#### Short exercise:
Copy the data below from the line holding "Task: indicate one point on every instance of the pouch" through the line holding "(690, 1296)", inclusive, keeping the requests and adding -24 to each pixel coordinate in the answers. Leave the pictures out.

#### Material:

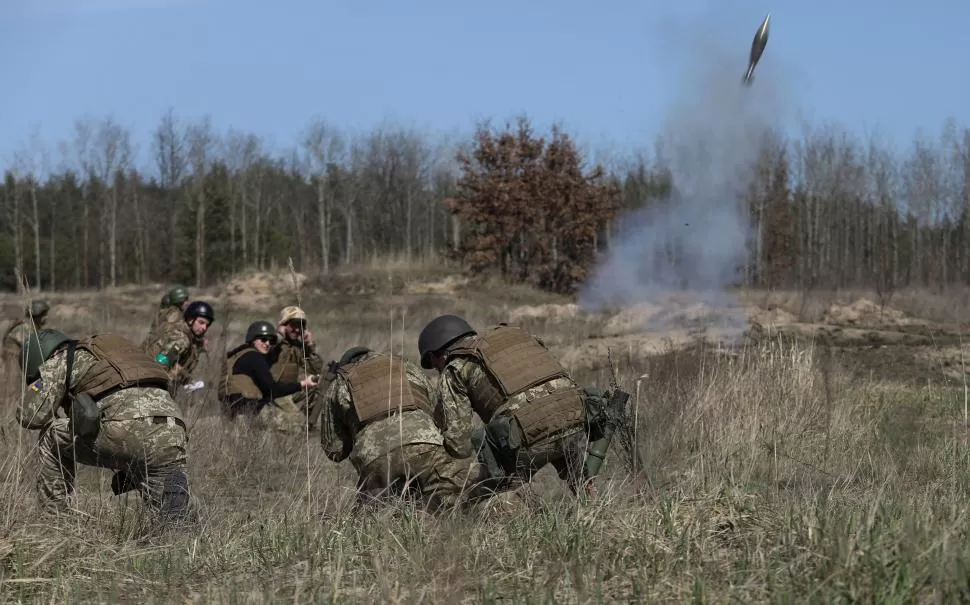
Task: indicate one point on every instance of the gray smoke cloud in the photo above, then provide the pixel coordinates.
(696, 241)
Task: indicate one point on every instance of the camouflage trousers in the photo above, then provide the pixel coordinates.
(309, 403)
(425, 471)
(150, 453)
(511, 463)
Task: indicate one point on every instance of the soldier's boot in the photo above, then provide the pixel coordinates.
(176, 507)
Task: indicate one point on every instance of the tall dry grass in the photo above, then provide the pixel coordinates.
(765, 474)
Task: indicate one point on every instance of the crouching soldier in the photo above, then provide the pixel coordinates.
(534, 412)
(247, 386)
(377, 411)
(294, 358)
(170, 310)
(178, 346)
(118, 414)
(18, 332)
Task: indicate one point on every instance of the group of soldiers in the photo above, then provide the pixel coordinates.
(105, 401)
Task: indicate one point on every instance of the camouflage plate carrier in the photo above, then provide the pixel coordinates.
(516, 362)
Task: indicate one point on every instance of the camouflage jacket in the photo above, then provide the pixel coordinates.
(341, 436)
(165, 315)
(454, 409)
(178, 348)
(15, 337)
(44, 396)
(292, 361)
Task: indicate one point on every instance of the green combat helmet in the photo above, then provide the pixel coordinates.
(38, 308)
(38, 347)
(177, 295)
(352, 353)
(261, 328)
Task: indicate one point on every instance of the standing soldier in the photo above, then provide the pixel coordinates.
(377, 411)
(169, 311)
(118, 415)
(35, 316)
(534, 413)
(179, 344)
(293, 359)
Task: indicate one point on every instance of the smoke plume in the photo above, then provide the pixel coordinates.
(695, 241)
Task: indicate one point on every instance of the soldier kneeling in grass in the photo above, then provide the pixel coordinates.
(534, 413)
(247, 387)
(118, 414)
(377, 411)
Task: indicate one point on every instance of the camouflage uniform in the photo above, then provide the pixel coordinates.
(142, 435)
(390, 450)
(527, 427)
(166, 315)
(181, 347)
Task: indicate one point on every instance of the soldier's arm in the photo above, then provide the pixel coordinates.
(43, 397)
(334, 437)
(453, 412)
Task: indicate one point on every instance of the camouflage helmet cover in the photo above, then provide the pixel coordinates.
(352, 353)
(37, 349)
(178, 295)
(261, 328)
(38, 308)
(199, 308)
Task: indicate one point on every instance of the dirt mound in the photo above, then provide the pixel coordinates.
(864, 312)
(548, 311)
(446, 286)
(258, 291)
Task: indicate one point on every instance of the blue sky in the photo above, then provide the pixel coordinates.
(599, 68)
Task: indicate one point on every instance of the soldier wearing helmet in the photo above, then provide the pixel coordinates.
(293, 358)
(247, 386)
(101, 401)
(170, 310)
(378, 412)
(533, 410)
(179, 345)
(35, 316)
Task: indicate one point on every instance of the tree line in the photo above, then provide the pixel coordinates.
(827, 210)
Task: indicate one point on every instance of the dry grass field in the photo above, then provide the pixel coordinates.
(795, 448)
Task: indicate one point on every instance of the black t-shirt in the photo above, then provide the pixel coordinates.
(255, 365)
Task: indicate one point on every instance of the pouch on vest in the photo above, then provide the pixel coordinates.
(85, 416)
(504, 440)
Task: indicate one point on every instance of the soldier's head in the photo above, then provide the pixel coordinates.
(37, 311)
(199, 315)
(437, 335)
(179, 297)
(38, 348)
(353, 354)
(292, 323)
(262, 335)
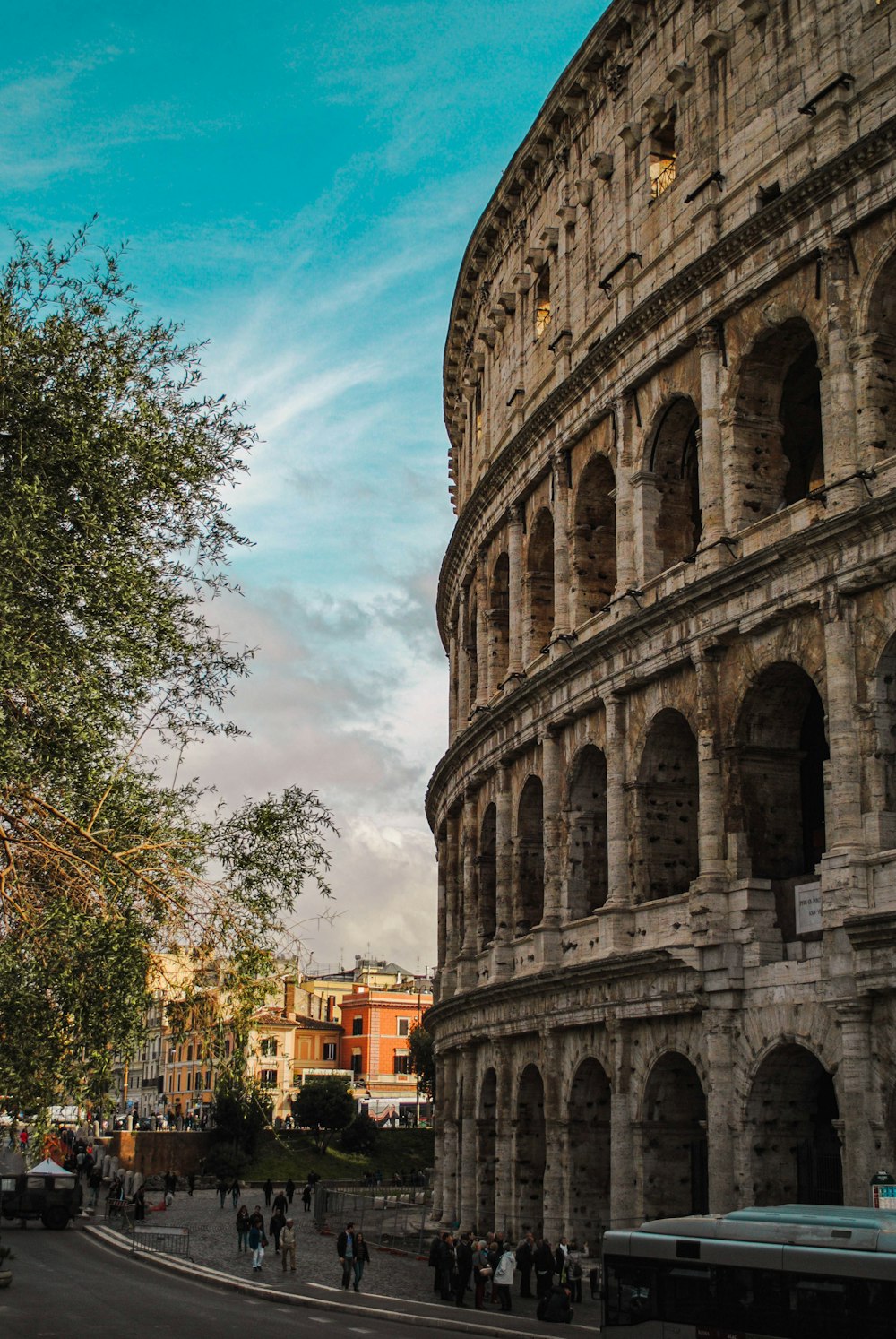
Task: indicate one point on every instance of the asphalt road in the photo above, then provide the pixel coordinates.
(68, 1287)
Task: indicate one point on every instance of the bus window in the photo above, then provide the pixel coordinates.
(630, 1291)
(690, 1296)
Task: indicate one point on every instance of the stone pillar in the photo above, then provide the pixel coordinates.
(712, 870)
(560, 488)
(625, 1196)
(552, 851)
(617, 870)
(837, 382)
(466, 1208)
(504, 1177)
(844, 818)
(719, 1133)
(872, 358)
(625, 557)
(514, 593)
(710, 454)
(555, 1127)
(481, 629)
(856, 1094)
(463, 661)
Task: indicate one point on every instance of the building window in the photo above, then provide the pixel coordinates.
(662, 157)
(543, 300)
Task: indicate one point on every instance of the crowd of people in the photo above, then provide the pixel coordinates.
(487, 1267)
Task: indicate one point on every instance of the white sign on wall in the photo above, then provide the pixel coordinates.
(808, 907)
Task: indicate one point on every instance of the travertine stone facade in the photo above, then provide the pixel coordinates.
(670, 611)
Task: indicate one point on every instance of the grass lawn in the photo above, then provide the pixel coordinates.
(283, 1153)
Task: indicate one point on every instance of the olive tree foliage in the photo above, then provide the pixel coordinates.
(114, 542)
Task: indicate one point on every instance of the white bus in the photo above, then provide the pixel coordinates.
(790, 1273)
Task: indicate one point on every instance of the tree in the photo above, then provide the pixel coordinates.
(324, 1106)
(422, 1059)
(114, 539)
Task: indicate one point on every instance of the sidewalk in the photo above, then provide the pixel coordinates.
(389, 1278)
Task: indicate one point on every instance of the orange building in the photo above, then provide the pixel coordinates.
(376, 1026)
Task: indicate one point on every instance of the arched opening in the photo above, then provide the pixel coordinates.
(485, 1149)
(593, 540)
(781, 753)
(540, 584)
(880, 804)
(487, 876)
(498, 621)
(588, 1152)
(587, 876)
(674, 463)
(795, 1145)
(777, 422)
(674, 1140)
(668, 796)
(530, 857)
(530, 1148)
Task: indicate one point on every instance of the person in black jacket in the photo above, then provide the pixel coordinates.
(463, 1255)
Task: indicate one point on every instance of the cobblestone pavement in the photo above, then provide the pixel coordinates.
(213, 1243)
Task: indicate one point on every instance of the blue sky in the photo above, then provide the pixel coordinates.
(297, 185)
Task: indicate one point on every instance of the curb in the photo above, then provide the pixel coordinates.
(201, 1274)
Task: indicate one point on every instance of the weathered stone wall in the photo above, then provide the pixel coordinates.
(670, 609)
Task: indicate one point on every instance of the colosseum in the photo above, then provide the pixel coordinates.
(666, 818)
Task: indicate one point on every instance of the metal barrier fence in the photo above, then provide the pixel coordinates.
(400, 1222)
(175, 1241)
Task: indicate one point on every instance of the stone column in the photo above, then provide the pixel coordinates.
(625, 1196)
(466, 1208)
(560, 487)
(514, 582)
(837, 381)
(709, 762)
(551, 825)
(617, 872)
(719, 1132)
(856, 1090)
(481, 629)
(872, 358)
(555, 1127)
(710, 454)
(463, 661)
(504, 1177)
(844, 821)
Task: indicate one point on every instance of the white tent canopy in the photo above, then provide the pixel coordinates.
(50, 1168)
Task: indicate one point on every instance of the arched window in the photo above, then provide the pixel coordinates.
(593, 540)
(674, 463)
(530, 857)
(540, 584)
(777, 422)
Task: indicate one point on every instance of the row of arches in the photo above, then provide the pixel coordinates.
(773, 780)
(789, 1145)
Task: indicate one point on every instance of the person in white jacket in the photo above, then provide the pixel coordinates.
(504, 1278)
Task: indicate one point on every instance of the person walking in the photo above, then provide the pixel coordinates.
(257, 1243)
(243, 1228)
(289, 1247)
(362, 1257)
(346, 1251)
(504, 1278)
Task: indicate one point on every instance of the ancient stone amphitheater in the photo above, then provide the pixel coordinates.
(666, 820)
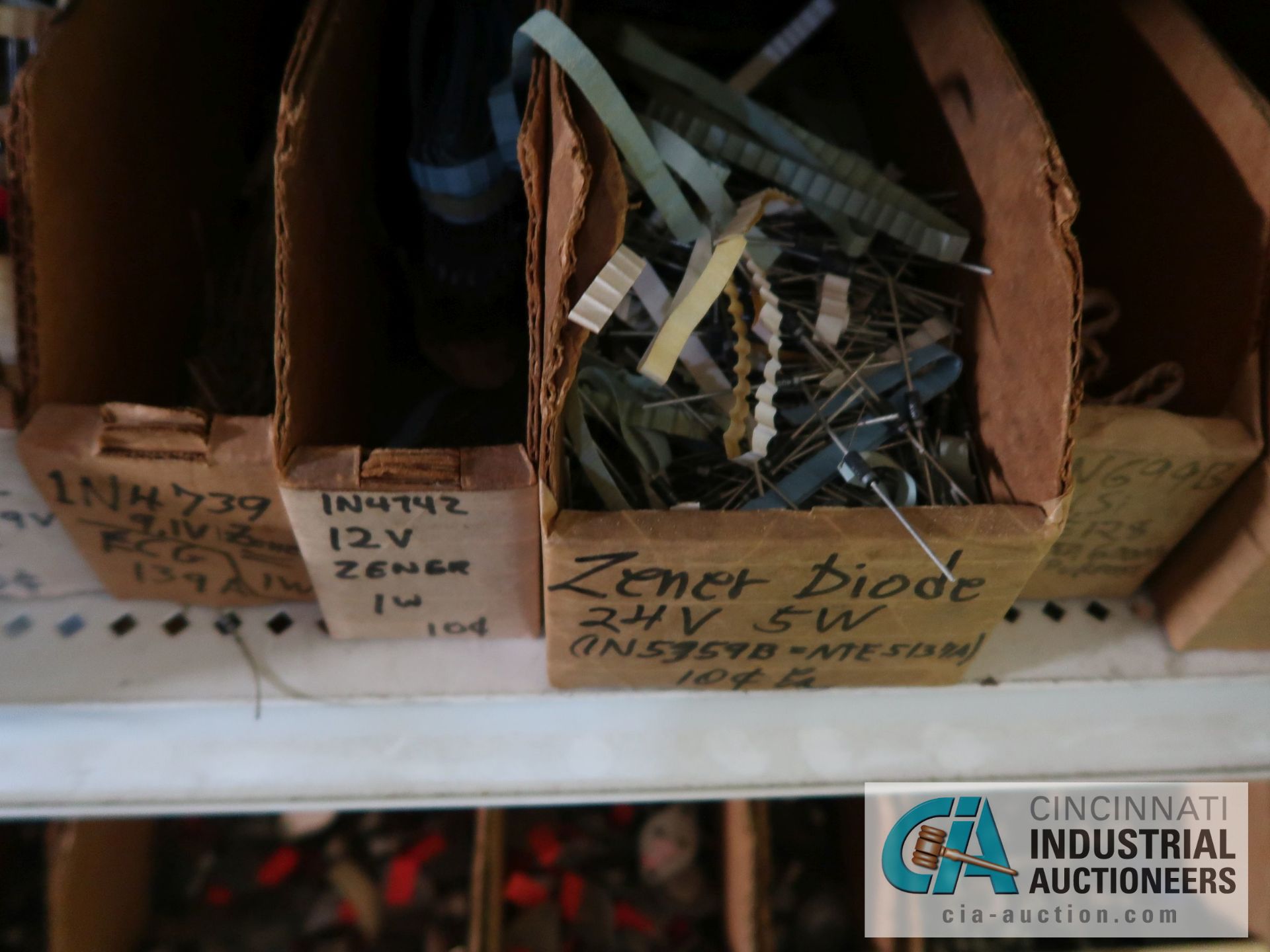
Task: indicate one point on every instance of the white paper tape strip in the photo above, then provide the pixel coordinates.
(769, 317)
(607, 290)
(835, 313)
(795, 33)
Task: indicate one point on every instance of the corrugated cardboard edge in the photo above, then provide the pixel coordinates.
(21, 168)
(931, 27)
(349, 469)
(1231, 545)
(98, 885)
(747, 876)
(291, 116)
(534, 149)
(486, 926)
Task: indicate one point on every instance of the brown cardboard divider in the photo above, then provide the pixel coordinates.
(1213, 592)
(837, 597)
(1171, 155)
(455, 530)
(130, 143)
(742, 869)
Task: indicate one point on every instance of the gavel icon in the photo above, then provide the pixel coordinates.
(930, 848)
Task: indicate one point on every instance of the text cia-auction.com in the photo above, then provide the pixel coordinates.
(1057, 859)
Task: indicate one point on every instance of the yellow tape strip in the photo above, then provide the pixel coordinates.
(665, 349)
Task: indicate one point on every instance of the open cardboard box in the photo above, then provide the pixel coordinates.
(399, 541)
(1171, 157)
(131, 140)
(742, 853)
(1213, 592)
(836, 596)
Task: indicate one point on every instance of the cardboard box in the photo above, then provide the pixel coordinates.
(1214, 590)
(1171, 157)
(399, 542)
(831, 597)
(37, 557)
(128, 139)
(742, 830)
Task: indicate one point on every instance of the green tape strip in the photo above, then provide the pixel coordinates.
(697, 171)
(572, 55)
(642, 51)
(870, 205)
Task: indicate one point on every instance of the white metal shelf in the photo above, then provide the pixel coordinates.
(189, 719)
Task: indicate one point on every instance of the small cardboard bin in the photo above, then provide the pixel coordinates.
(1171, 158)
(835, 596)
(403, 537)
(142, 223)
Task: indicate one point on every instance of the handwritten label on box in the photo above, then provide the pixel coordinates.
(422, 564)
(37, 557)
(1133, 504)
(198, 531)
(740, 601)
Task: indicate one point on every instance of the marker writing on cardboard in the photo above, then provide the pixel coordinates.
(628, 611)
(1117, 526)
(172, 537)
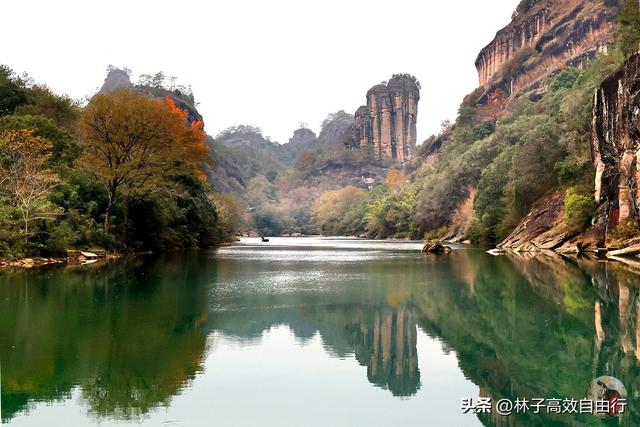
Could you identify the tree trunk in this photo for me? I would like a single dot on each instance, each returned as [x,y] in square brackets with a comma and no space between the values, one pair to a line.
[112,190]
[26,229]
[107,213]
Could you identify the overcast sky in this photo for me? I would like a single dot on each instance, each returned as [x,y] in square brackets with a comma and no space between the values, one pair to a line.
[272,64]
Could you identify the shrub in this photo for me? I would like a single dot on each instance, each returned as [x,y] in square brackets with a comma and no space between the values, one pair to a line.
[579,208]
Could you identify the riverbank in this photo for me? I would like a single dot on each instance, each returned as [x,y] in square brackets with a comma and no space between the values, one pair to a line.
[74,257]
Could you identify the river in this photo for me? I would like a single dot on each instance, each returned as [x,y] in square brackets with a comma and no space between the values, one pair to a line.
[310,331]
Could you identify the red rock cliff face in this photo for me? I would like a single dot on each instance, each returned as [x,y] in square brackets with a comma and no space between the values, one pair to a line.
[616,143]
[388,121]
[549,36]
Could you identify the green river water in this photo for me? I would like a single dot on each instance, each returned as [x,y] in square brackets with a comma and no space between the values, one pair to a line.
[313,331]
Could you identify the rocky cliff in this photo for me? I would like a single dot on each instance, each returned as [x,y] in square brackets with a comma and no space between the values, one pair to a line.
[550,35]
[616,144]
[388,122]
[118,78]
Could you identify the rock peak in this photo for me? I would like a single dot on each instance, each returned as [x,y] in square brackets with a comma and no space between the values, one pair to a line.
[388,122]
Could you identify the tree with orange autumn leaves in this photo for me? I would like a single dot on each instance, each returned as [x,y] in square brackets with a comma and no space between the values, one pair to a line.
[133,145]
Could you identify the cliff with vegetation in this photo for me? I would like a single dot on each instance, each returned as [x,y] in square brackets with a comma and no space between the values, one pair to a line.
[152,86]
[543,37]
[616,145]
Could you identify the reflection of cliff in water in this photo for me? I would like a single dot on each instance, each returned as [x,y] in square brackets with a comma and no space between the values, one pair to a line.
[381,337]
[540,326]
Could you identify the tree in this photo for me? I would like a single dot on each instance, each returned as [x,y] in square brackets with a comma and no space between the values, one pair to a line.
[138,144]
[25,179]
[628,35]
[12,91]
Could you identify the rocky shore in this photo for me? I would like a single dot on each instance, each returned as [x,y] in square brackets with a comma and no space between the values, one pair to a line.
[615,151]
[74,257]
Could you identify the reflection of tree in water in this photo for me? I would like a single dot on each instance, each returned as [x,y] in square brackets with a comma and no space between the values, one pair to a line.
[129,336]
[541,326]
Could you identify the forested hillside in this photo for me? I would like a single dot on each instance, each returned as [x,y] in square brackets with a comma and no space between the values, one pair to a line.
[124,172]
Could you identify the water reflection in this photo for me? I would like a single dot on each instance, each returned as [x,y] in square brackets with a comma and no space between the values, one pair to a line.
[129,337]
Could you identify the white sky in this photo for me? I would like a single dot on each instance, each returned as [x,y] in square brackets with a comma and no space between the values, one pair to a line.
[271,64]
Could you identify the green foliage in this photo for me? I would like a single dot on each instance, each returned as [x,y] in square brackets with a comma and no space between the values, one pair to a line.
[579,208]
[628,34]
[435,234]
[564,80]
[65,150]
[628,230]
[69,214]
[483,130]
[12,91]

#### In response:
Task: indicate one point on every instance of the pouch on vest in the photo above, then provide the pixel coordinates.
(61, 392)
(480, 416)
Task: indicate one point on every instance of the soldier's head in the photo above, then provide the pixel coordinates.
(13, 287)
(175, 291)
(413, 311)
(155, 273)
(14, 324)
(329, 330)
(268, 299)
(238, 311)
Task: indicate one point on every instance of the asphalt road in the photo above, then provide the pixel coordinates.
(44, 1263)
Task: indicate one point on every instance of the bus window in the photo above, then provide the pixel coordinates.
(606, 1267)
(666, 1272)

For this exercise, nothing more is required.